- **SET TASKS**:
**A.** Name every restaurant mentioned by name in the article about wealthy parents taking their children to fine-dining restaurants.
**B.** Return each line of the entries that contains the word "flower".

- **SELECTED EXCERPT**:
+ + + +
Rich parents find a new obnoxious way to spoil their kids

Benjamin Sternberg has brought his own bottle to fine-dining temples with top wine lists across New York City and around the world — corkage fees be damned.

That’s because Benjamin is just 1 year old. With a sippy cup of milk in tow, he’s been to more Michelin-starred restaurants than most — from Tribeca sushi temple Ichimura to Copenhagen, Denmark’s Noma, heralded as one of the world’s best restaurants — alongside his parents, Jason Sternberg, 38, and Julie Sternberg, 36.

“When Julie was pregnant, we would ask at the end of each meal: ‘Hey, do you think we can bring our baby?’” says Jason, who works in insurance and lives in Long Island City. “We were amazed at how receptive restaurants were.”

Wealthy young parents are no longer forgoing fine dining, slumming it at mediocre “kid-friendly” cafes or hiring a babysitter. They’re insisting on bringing junior along with them to top restaurants, which are increasingly accommodating in an effort to be competitive and avoid the wrath of mommies on social media.

“I’m French and I love good food,” says Elinor Beltrone, 31, an Upper East Side mom who works in advertising and regularly takes her 2-year-old, Nella, to elegant restaurants such as Ai Fiori and Morini.
+ + + +
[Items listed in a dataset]
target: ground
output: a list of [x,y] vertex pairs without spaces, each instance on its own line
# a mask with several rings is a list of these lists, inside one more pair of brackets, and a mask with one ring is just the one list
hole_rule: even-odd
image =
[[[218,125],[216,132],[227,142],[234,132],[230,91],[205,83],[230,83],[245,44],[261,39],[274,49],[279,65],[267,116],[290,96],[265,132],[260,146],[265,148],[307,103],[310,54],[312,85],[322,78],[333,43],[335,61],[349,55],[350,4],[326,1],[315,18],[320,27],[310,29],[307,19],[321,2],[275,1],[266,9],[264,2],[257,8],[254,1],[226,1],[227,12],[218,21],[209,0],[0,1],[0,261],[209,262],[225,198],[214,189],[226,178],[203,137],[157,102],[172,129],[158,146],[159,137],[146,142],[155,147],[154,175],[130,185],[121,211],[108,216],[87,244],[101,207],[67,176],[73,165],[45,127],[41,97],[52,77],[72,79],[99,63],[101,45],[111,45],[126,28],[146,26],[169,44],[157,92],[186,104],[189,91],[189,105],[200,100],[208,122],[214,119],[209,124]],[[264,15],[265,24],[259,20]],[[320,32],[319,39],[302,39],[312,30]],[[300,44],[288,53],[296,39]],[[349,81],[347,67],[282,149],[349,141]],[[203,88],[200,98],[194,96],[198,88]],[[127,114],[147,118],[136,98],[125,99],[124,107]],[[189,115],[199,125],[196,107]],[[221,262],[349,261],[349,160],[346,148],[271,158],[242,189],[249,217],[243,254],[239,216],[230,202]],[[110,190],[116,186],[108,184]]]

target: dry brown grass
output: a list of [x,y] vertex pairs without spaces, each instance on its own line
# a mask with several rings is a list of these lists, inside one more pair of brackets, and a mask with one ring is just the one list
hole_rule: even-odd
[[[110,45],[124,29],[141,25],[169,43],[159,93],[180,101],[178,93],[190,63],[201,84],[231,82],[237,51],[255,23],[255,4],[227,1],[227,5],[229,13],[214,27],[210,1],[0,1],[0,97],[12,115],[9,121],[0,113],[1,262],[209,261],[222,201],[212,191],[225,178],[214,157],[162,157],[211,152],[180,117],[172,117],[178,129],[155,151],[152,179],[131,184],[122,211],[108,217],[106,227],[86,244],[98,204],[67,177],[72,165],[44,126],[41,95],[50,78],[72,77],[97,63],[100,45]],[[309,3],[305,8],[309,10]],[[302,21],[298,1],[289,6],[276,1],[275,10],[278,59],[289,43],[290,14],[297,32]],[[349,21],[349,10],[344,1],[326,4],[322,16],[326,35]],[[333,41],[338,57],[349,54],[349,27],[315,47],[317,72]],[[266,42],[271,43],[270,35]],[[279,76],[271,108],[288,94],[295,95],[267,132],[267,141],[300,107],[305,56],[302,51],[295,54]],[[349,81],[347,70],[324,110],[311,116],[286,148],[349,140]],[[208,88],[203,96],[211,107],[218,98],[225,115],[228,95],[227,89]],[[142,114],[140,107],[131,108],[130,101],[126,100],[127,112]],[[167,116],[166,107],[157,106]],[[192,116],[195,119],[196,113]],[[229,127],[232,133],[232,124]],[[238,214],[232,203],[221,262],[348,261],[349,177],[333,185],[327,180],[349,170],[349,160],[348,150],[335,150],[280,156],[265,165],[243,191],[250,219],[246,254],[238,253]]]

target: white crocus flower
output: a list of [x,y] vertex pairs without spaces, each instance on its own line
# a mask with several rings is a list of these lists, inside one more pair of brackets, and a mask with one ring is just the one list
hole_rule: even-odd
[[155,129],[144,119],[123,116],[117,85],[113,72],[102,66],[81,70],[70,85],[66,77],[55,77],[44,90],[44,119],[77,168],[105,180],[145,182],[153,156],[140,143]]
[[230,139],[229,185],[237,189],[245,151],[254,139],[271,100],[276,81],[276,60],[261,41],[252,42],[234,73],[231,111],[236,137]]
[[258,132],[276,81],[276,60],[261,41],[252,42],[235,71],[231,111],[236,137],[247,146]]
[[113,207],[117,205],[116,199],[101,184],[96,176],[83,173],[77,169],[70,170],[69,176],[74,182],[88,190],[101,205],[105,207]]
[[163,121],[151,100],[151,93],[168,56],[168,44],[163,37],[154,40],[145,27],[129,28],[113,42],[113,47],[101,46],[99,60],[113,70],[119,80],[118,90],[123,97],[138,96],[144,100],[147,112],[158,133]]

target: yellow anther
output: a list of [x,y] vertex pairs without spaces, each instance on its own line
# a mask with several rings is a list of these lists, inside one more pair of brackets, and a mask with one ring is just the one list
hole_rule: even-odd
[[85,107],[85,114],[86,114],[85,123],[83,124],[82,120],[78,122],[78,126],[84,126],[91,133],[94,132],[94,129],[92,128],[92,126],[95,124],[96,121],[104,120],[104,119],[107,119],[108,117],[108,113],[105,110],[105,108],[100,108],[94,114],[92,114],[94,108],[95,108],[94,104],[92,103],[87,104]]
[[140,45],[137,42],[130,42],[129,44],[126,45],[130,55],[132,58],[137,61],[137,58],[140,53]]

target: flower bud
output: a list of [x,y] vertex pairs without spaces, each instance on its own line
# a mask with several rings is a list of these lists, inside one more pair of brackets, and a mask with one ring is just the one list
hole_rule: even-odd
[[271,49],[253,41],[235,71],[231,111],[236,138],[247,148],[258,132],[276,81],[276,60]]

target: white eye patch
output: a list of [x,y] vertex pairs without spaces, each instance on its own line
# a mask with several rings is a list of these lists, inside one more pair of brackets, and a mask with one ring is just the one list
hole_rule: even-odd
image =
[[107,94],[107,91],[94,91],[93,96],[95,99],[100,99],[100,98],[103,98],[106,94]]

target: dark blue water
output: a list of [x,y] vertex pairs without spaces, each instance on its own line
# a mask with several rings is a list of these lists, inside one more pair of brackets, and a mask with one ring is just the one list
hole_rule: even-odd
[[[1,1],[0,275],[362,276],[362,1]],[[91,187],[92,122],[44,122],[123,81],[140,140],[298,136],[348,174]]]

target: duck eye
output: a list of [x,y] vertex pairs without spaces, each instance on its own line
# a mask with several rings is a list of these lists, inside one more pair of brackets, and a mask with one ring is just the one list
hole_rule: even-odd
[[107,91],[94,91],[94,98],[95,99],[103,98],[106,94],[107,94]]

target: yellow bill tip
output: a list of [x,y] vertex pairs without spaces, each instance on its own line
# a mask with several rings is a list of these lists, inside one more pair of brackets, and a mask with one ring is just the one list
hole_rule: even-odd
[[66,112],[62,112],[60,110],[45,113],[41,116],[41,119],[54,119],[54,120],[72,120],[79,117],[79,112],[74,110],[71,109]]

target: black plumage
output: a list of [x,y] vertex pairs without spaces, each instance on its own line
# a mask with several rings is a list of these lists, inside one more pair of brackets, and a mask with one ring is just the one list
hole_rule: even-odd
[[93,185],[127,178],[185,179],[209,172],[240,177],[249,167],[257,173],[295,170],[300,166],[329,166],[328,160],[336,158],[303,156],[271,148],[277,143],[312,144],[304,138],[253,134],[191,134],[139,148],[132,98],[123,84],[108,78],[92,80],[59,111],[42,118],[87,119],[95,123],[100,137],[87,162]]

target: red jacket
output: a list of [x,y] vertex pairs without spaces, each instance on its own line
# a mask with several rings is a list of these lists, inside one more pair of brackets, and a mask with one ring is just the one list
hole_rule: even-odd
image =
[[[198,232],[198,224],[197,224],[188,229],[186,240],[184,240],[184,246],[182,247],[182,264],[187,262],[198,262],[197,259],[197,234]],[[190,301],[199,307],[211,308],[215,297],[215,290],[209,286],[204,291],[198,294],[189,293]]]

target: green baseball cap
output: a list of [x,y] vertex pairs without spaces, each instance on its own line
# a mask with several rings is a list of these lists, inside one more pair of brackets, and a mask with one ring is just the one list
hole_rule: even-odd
+ + + +
- **SOLUTIONS**:
**A.** Ichimura, Noma, Ai Fiori, Morini

**B.**
target: white crocus flower
target: flower bud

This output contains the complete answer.